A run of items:
########################################

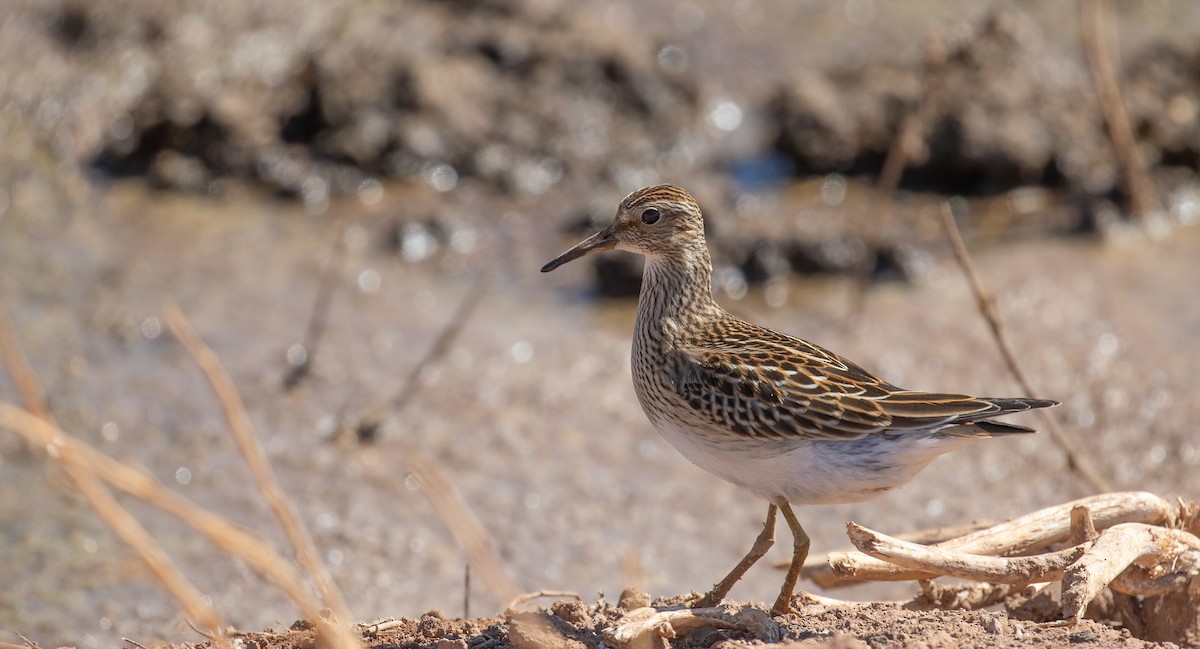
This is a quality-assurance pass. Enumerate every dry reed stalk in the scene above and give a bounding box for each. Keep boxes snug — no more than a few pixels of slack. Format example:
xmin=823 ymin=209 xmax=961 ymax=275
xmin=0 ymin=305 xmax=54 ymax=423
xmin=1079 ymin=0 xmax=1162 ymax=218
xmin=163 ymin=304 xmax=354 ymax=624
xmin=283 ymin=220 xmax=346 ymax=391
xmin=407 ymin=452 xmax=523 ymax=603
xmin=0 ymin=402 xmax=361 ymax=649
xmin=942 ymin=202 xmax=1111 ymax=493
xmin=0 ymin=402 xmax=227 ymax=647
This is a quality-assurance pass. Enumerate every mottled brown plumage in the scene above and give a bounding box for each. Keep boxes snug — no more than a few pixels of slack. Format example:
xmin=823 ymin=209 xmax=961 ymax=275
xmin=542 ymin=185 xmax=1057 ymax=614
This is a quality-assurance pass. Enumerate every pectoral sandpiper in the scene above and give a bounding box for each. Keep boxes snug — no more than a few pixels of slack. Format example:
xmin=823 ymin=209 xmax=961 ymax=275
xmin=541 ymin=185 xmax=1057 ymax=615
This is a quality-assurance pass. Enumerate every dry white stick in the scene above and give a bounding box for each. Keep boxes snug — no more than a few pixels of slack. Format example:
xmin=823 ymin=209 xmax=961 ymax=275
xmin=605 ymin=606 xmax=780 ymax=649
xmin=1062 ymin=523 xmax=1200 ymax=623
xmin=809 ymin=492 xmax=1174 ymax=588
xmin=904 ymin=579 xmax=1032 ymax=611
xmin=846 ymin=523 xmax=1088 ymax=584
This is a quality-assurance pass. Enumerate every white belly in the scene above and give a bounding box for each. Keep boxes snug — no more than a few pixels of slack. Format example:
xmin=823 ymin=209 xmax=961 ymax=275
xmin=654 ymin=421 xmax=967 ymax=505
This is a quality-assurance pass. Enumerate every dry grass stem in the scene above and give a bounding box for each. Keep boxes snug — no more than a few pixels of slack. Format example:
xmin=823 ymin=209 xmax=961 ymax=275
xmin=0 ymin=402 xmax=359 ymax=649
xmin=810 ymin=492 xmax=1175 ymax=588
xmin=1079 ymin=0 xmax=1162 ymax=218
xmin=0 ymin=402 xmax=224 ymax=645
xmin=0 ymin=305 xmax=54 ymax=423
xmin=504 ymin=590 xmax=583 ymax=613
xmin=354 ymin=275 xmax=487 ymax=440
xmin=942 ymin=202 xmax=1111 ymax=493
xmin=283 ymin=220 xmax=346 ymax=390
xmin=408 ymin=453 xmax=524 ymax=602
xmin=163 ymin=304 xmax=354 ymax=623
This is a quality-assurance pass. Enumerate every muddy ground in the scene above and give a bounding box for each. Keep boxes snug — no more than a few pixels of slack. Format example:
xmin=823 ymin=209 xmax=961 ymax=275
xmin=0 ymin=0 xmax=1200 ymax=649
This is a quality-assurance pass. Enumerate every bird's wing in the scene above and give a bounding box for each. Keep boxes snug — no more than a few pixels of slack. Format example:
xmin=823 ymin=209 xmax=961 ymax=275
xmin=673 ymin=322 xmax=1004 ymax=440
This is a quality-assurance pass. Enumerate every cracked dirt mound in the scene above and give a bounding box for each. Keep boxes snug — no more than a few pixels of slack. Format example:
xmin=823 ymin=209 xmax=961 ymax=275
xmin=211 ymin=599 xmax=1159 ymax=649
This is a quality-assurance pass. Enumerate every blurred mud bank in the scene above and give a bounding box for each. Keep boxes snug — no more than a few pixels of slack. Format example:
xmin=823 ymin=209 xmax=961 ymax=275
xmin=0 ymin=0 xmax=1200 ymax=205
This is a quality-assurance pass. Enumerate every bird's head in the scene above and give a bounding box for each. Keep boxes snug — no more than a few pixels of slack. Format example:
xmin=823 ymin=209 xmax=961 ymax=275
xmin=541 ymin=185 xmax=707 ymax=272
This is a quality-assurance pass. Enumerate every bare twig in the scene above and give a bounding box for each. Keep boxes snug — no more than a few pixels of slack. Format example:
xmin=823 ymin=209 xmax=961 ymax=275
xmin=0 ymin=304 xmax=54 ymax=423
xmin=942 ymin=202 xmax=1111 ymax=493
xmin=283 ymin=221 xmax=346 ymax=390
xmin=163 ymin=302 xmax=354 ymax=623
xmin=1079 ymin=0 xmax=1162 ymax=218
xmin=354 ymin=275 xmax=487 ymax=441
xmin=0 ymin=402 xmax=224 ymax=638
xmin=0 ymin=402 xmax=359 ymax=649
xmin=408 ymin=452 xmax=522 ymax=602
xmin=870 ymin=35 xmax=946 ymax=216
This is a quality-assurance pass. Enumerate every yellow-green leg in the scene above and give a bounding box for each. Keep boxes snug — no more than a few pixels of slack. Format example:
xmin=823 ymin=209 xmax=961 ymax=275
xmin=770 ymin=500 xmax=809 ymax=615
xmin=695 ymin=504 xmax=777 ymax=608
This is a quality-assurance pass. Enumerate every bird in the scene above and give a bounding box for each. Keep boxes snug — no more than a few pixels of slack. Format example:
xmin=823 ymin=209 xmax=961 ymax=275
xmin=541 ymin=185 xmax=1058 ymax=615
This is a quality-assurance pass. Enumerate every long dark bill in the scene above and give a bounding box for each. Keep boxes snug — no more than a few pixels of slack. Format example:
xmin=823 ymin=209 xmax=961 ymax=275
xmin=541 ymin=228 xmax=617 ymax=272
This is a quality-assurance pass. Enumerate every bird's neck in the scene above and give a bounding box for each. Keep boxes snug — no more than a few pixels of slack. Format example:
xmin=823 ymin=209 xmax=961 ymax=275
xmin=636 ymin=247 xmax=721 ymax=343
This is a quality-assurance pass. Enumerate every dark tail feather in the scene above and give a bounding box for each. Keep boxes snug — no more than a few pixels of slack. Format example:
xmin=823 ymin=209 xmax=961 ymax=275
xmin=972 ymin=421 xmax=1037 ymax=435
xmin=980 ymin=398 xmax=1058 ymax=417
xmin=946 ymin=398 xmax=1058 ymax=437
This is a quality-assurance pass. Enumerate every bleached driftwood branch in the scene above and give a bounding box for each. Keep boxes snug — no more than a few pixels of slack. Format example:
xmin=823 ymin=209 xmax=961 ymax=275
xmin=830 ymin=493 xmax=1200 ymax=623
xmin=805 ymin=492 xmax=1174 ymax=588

########################################

Required work: Count the lines in the items above that contain the string "dark", treating uppercase and lowercase as different. Reply with the number only.

Task answer: 2